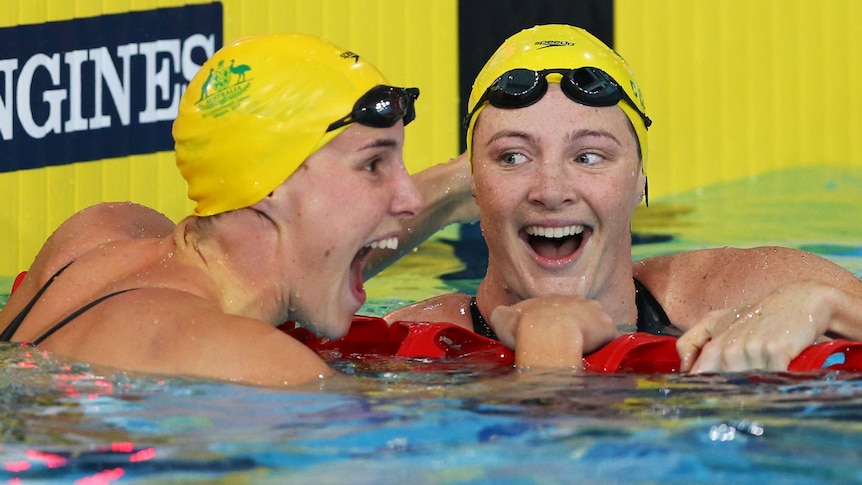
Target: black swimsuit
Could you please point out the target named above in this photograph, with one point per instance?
(10, 330)
(651, 316)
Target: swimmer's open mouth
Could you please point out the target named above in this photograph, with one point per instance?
(554, 243)
(387, 243)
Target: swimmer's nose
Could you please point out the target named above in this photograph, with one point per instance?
(408, 200)
(551, 186)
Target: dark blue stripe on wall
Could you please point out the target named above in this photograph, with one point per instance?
(99, 87)
(484, 24)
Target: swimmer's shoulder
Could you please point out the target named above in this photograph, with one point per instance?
(449, 308)
(166, 331)
(97, 225)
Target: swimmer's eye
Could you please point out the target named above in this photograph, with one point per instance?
(513, 158)
(373, 166)
(589, 158)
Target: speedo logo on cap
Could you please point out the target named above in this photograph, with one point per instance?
(350, 55)
(543, 44)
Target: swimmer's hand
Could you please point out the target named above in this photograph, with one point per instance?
(554, 331)
(766, 335)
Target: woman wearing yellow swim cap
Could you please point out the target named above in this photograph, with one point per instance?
(557, 133)
(292, 150)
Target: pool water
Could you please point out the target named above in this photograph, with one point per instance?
(390, 421)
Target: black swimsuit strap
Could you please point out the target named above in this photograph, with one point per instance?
(62, 323)
(10, 330)
(480, 326)
(651, 316)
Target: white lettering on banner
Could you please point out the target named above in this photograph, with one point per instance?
(163, 61)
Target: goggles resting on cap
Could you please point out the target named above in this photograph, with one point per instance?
(381, 107)
(590, 86)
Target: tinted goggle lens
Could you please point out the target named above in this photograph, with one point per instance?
(589, 86)
(381, 107)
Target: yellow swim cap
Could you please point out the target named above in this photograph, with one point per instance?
(558, 47)
(257, 109)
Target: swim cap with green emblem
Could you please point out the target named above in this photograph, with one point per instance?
(260, 107)
(589, 72)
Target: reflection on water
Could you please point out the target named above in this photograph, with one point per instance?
(447, 422)
(401, 420)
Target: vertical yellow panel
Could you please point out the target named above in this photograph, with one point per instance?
(742, 87)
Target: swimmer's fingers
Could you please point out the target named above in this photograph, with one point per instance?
(738, 340)
(726, 354)
(690, 343)
(554, 332)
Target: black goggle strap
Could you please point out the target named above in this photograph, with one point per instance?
(589, 86)
(381, 107)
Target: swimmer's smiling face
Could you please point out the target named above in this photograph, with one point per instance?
(557, 184)
(344, 200)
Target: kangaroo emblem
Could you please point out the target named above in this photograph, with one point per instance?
(239, 70)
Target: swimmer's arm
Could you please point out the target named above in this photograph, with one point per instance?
(446, 192)
(96, 225)
(753, 308)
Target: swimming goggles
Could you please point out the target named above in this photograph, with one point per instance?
(381, 107)
(589, 86)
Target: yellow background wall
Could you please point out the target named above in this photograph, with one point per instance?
(741, 87)
(735, 87)
(396, 35)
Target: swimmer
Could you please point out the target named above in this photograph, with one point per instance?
(558, 145)
(297, 174)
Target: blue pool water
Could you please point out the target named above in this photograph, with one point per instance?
(401, 421)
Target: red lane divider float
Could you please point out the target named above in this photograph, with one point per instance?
(637, 353)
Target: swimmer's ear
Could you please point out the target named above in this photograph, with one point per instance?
(646, 191)
(641, 190)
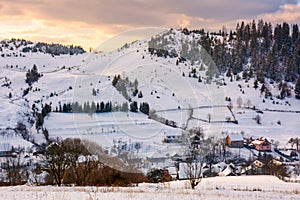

════════════════════

### EXERCISE DIRECTIONS
List every line above that contains the word "goggles", matching case exactly.

### ANSWER BELOW
Target: goggles resting on cap
Target: swimming goggles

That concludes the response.